[Referring expression data]
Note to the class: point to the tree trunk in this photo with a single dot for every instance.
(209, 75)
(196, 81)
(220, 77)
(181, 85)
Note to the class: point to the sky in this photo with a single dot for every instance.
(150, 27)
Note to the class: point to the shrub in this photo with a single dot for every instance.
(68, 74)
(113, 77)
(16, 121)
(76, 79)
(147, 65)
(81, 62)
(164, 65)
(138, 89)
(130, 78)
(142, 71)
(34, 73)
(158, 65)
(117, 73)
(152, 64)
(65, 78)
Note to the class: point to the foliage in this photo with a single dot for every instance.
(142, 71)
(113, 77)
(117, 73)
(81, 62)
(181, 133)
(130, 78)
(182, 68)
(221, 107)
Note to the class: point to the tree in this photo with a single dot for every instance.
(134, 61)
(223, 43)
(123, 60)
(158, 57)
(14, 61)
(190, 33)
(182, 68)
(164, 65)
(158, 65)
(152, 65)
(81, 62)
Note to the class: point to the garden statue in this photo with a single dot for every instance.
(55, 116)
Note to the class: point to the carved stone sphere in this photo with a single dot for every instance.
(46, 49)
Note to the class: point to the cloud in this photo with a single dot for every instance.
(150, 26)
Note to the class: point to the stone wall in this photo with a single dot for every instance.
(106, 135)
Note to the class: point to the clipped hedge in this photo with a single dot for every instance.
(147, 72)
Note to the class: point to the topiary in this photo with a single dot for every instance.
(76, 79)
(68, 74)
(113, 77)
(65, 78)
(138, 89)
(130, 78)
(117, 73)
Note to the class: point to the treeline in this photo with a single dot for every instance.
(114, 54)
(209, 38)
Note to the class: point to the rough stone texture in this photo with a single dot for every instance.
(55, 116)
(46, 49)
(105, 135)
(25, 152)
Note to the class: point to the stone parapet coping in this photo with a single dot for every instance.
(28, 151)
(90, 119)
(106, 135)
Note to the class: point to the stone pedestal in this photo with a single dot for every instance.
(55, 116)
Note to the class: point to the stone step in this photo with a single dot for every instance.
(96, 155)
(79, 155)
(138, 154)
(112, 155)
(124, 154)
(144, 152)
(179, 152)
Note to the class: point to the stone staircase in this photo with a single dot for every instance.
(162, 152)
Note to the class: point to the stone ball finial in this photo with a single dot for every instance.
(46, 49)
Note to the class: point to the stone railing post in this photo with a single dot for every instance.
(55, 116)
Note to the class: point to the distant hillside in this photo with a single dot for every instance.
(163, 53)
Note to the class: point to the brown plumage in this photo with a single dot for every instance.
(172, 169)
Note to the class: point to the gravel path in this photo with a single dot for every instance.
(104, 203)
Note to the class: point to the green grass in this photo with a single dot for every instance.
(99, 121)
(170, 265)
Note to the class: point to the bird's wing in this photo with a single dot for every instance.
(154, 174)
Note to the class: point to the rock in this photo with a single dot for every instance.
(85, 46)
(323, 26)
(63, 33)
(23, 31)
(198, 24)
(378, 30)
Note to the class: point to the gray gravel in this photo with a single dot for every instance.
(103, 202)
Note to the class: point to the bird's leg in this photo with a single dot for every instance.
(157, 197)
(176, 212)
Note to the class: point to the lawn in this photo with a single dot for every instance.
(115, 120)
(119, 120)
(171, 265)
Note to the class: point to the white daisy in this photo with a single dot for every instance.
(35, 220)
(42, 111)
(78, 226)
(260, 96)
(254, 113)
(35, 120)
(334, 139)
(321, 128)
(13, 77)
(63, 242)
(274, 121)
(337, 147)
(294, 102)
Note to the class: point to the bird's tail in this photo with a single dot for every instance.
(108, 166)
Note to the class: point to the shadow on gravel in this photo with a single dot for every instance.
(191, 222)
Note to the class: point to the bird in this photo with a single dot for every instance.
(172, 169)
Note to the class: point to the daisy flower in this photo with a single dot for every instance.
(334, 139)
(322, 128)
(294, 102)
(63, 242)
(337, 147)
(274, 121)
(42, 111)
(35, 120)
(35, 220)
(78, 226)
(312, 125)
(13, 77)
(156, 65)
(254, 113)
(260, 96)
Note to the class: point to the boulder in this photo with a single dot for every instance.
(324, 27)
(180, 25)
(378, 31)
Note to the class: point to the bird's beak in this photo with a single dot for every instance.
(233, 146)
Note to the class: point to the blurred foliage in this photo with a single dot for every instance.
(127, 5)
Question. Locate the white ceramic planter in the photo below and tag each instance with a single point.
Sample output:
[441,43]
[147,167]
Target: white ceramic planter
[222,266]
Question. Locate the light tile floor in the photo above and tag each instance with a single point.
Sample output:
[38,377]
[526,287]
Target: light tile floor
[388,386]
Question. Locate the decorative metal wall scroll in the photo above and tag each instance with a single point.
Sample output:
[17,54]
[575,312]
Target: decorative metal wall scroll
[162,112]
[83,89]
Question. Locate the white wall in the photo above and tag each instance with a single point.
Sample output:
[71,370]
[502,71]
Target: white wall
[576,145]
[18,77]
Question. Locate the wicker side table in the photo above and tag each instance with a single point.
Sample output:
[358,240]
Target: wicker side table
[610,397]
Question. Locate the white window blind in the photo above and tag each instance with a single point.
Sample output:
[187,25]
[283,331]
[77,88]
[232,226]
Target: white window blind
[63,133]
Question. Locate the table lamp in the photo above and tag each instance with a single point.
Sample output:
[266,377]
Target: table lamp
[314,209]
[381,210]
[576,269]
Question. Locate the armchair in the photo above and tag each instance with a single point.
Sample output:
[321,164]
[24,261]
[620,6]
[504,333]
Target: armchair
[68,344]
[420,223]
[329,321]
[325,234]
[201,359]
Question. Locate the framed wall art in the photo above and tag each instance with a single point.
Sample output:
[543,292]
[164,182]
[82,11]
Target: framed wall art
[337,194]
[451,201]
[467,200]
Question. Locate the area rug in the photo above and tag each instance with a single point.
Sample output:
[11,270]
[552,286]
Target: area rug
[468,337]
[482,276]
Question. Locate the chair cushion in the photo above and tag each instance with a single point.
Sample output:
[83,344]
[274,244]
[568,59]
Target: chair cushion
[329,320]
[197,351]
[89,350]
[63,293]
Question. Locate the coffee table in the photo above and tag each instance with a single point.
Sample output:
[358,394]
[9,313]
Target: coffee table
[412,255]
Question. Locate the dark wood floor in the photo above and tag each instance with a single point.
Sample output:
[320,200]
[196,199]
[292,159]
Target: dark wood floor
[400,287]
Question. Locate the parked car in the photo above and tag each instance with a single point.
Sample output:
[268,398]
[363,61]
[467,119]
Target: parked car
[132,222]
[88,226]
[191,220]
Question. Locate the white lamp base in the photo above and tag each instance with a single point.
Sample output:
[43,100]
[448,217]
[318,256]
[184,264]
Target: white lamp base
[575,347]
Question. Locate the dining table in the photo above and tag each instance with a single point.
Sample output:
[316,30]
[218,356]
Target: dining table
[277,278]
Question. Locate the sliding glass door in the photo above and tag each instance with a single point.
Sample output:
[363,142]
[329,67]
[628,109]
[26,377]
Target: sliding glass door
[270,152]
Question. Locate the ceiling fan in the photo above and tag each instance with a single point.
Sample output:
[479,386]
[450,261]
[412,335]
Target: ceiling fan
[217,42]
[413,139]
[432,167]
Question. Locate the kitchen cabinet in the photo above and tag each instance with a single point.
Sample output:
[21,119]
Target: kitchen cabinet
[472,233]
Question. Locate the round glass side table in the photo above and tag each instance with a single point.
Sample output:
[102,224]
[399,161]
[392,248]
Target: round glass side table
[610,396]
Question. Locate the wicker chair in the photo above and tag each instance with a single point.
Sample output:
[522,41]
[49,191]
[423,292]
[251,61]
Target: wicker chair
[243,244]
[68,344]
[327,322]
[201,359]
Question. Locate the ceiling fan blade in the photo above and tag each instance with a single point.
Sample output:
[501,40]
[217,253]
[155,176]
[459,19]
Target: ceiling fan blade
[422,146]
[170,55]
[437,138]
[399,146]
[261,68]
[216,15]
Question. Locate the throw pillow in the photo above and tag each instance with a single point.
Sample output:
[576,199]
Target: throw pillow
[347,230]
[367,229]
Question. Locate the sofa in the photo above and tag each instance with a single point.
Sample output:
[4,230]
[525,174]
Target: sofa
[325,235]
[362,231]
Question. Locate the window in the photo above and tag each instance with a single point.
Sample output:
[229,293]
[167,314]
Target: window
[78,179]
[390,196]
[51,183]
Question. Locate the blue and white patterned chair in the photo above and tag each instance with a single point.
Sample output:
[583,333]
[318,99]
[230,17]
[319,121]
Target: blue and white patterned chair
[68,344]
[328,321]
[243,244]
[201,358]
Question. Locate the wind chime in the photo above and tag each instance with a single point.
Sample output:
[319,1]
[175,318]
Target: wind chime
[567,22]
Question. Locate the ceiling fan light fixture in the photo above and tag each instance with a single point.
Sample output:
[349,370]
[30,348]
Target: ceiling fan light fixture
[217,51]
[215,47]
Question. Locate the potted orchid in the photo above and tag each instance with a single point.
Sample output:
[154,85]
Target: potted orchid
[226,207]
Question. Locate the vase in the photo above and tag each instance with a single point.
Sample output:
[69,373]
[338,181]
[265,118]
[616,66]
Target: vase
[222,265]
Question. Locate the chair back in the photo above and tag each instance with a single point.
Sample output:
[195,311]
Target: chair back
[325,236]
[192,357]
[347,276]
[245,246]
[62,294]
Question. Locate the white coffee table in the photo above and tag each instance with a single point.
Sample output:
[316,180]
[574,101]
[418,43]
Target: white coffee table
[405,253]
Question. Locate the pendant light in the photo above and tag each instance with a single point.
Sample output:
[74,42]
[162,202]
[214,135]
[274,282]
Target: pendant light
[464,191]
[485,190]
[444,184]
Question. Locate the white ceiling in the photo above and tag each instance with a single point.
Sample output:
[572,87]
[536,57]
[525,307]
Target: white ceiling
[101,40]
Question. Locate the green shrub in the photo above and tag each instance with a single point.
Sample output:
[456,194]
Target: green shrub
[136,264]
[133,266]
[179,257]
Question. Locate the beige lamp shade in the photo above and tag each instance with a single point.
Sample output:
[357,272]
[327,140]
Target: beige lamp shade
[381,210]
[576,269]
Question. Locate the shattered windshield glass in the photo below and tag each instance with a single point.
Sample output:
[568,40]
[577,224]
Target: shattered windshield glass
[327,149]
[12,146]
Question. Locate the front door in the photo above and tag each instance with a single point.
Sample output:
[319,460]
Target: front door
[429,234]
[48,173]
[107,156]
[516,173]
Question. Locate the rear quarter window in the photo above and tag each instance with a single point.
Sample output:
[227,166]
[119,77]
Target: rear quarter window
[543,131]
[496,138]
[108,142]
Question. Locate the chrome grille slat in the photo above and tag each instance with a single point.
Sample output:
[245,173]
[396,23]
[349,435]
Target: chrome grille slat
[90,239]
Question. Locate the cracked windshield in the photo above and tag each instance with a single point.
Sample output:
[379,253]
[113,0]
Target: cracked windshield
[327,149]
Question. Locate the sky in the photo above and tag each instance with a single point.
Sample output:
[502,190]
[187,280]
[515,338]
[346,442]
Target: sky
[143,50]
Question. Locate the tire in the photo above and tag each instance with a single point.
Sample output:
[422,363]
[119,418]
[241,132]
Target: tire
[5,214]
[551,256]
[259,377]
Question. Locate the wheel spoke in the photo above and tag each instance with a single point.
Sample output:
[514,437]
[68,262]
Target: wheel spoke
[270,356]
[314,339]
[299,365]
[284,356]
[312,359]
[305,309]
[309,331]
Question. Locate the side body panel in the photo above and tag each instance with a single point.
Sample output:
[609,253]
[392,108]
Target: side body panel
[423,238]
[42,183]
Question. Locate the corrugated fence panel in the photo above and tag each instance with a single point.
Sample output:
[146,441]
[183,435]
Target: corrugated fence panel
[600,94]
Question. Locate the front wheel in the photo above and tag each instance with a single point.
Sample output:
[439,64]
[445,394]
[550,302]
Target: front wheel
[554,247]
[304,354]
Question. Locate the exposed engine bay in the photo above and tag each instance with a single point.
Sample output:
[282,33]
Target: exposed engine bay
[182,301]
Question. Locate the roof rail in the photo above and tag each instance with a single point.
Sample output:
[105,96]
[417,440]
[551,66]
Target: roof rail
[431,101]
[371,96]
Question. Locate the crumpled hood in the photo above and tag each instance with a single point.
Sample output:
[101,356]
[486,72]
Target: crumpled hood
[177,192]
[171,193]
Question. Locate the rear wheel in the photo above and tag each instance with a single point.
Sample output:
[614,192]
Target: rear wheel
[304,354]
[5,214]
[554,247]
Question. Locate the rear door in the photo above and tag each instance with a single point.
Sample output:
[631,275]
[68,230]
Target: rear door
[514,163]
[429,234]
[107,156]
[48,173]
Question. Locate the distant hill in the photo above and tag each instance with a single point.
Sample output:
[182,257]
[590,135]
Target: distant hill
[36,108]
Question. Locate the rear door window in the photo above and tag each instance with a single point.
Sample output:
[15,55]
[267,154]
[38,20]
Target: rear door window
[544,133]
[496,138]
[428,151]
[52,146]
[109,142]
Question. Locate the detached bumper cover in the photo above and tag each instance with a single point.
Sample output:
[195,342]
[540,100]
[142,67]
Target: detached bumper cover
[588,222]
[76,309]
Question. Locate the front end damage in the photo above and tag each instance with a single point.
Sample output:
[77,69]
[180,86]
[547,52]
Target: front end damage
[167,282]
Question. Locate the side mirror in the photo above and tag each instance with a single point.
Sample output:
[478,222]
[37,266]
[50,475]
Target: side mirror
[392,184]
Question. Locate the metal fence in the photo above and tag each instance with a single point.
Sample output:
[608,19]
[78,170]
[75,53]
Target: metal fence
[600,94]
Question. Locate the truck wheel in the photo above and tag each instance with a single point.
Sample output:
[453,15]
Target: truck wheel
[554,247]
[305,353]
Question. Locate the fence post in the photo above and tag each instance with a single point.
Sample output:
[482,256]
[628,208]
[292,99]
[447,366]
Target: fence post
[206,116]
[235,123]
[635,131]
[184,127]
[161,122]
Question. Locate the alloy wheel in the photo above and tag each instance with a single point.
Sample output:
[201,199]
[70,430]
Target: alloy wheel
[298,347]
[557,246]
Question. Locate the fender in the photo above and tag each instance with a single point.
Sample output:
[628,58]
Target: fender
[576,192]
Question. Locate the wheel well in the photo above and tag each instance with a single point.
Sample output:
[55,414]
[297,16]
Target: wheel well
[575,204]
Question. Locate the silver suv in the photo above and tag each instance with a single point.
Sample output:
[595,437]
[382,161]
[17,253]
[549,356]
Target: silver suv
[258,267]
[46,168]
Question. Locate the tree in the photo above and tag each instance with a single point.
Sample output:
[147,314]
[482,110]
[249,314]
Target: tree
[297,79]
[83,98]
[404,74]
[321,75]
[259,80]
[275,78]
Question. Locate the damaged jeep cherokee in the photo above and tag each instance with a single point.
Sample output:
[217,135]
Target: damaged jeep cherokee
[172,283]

WHAT THE EXERCISE ASKS |
Report how many lines in the data include the word "below". Nothing else is needed.

ANSWER TO THIS EXERCISE |
2